═══ Document passage
This GenBankParser aims to parse uncompressed GenBank files in the GenBank flatfile format.

They are usually of a form similar to this:

LOCUS       XXXX             11111111 bp    DNA     circular BCT 01-JAN-2018
DEFINITION  Completely made up, complete genome.
ACCESSION   XXXX
VERSION     XXXX.1  GI:1111111111
DBLINK      BioProject: PRJNA111111
            BioSample: SAMN111111
KEYWORDS    .
SOURCE      Completely made up
  ORGANISM  Completely made up
            Bacteria; Proteobacteria; Gammaproteobacteria; Enterobacterales.
...

Accepted are either files with single genomes or genes like this file or a complete sequence of genomes available from the NIH genetic sequence database.

If you want to process sequence of genomes downloaded from the ncbi GenBank ftp server (ftp://ftp.ncbi.nih.gov/genbank/), please make sure to first decompress the files before using the GenBankParser.

In addition to GenBank files the GenBankParser also accepts GenBank UIDs or chromosome Genbank identifiers. GenBankParser then tries to fetch the entries directly from the ncbi database. For an example see the example below.


Use cases

Simple parsing

Get a list of genomes

from gbparse import Parser

p = Parser()

genome_file = '/path/to/genome_file.txt'

with open(genome_file, 'r') as fobj:
    genomes = p.parse(fobj)

Save genomes as json files to a directory

from gbparse import Parser

p = Parser()

genome_file = '/path/to/genome_file.txt'
genomes_save_path = '/path/to/genomes/'

with open(genome_file, 'r') as fobj:
    genomes = p.parse(fobj, genomes_save_path)

Processing

retrieve set of all present genes in genomes

You might pass a callable to the parser method. The callable needs to accept a genome (a dictionary) as first argument but can de arbitrary otherwise. Additional arguments can directly be passed to the parser method.

A simple use-case of a callable would be a method extracting certain information from each parsed genome, like the set of present genes:

from gbparse import Parser

# define a callable that retrieves all genes from a genomes
def get_genes(genome, present_genomes):
    present_genomes.extend(
    	list(set(
		gene.get('gene', None)
		for gene in genome['content'].get('genes', {})
	    ))
    )
    return None
    
p = Parser()
══════
═══ Provided material
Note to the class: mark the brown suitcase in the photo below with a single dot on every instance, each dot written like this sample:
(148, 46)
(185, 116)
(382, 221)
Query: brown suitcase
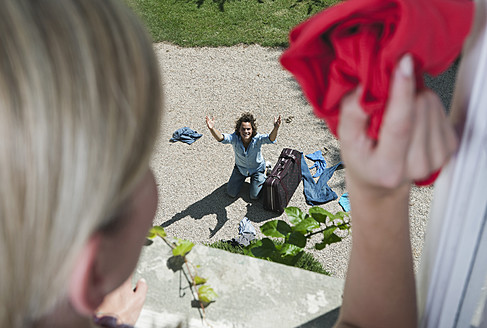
(283, 180)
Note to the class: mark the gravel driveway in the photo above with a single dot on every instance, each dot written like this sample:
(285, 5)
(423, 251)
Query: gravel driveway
(224, 82)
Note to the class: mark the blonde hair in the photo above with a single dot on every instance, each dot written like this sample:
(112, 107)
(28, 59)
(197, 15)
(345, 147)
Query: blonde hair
(79, 113)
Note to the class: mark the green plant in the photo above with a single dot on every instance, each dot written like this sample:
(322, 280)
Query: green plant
(292, 238)
(306, 262)
(202, 293)
(215, 23)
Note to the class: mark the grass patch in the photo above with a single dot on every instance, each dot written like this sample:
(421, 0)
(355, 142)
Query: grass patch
(306, 262)
(197, 23)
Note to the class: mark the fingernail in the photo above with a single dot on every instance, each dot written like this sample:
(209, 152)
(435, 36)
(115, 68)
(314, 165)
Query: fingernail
(406, 65)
══════
- What you will do:
a) Check each statement against the GenBankParser text. For each, answer yes or no and quote the words of the text that decide it.
(i) GenBankParser reads compressed files from the ncbi GenBank ftp server without any extra step.
(ii) When given GenBank UIDs, GenBankParser tries to fetch the entries directly from the ncbi database.
(iii) A callable passed to the parser method must accept a genome as its first argument.
b) According to the GenBankParser text, in what file format can the parsed genomes be saved to a directory?
c) Print the part of the GenBankParser text from "Accepted are either" up to and including "genetic sequence database.".

- Responses:
a)
(i) No: "please make sure to first decompress the files before using the GenBankParser."
(ii) Yes: "GenBankParser then tries to fetch the entries directly from the ncbi database."
(iii) Yes: "The callable needs to accept a genome (a dictionary) as first argument"

b) As json files.

c)
Accepted are either files with single genomes or genes like this file or a complete sequence of genomes available from the NIH genetic sequence database.